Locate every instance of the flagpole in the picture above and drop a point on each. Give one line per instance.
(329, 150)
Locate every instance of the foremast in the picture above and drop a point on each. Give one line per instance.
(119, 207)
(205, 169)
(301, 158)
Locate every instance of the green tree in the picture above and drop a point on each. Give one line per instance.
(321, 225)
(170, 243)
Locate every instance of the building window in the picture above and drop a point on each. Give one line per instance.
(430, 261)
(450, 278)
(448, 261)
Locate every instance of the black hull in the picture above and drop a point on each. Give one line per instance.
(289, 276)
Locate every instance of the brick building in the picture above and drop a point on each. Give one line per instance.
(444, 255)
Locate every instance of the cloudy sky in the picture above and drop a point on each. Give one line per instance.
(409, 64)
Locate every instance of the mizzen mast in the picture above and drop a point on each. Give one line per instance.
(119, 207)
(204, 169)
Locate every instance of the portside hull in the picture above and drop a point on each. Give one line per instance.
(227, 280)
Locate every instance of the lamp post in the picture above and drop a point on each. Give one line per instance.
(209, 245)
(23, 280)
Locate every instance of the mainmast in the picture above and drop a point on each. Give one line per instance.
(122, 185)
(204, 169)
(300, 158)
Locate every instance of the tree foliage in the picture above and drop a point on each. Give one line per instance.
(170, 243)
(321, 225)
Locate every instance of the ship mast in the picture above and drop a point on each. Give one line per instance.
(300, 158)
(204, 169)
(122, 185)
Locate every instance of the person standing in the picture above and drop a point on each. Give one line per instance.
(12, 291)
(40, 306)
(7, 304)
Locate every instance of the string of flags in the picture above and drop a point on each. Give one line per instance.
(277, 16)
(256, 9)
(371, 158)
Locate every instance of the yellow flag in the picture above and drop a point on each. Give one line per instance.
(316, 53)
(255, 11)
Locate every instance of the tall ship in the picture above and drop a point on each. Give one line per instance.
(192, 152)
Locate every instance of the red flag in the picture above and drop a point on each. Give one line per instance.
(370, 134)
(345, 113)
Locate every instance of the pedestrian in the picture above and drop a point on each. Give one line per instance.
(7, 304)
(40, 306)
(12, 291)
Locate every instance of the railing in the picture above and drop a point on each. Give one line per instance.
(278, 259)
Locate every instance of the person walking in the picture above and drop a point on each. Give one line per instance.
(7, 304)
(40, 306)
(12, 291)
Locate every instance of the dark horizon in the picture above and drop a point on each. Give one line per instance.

□ □ □ □ □ □ □

SET EXERCISE
Only the lines from the one containing "Locate every instance of the portside" through the end of the material should be reproduced, exactly, with both ends included.

COMPLETED TASK
Locate every instance of the portside hull in the picture above and drop a point on each. Give one line per instance.
(227, 280)
Locate every instance of the lamp post in the picture above and drop a point on each. Give one line per instance.
(209, 245)
(23, 280)
Locate every instance of the mainmast in the picture above and drop a point on each. Give one line per instance.
(122, 185)
(204, 169)
(300, 158)
Locate every instance of the tree foliage in the picture above and drop a point on each. Give one line per instance.
(170, 243)
(321, 225)
Locate every instance of the ship mast in the picture above and drop a point on each. Give one line per instance.
(300, 158)
(204, 169)
(122, 185)
Locate every instance of the person standing in the picture above and drop a point on each. Give one line per instance.
(12, 291)
(40, 306)
(7, 304)
Locate every instance of the string of flags in the picture above and drop a point on each. Give one line per instance.
(277, 16)
(256, 9)
(371, 158)
Locate every instance of the yellow flag in the picture above and drop a point on each. Give one line per instance.
(316, 53)
(255, 11)
Locate every instance of the tall ship in the picture above and drop a point on each. Give one line per instance.
(192, 152)
Locate every instance of the red flag in the picture above and drop a point on each. Give one line per instance.
(370, 134)
(345, 113)
Locate every instance of the pedestrian in the picture above and drop a point on each. Give one line per instance.
(7, 304)
(40, 306)
(12, 291)
Locate every instance of the railing in the picture above and drop a point on each. Give one line per instance.
(278, 259)
Locate every instance of the person walking in the picture above and drop a point on each. Give one line per instance.
(7, 304)
(40, 306)
(12, 291)
Locate every instance of the dark horizon in the picture above and drop a point on each. Give one line per instance.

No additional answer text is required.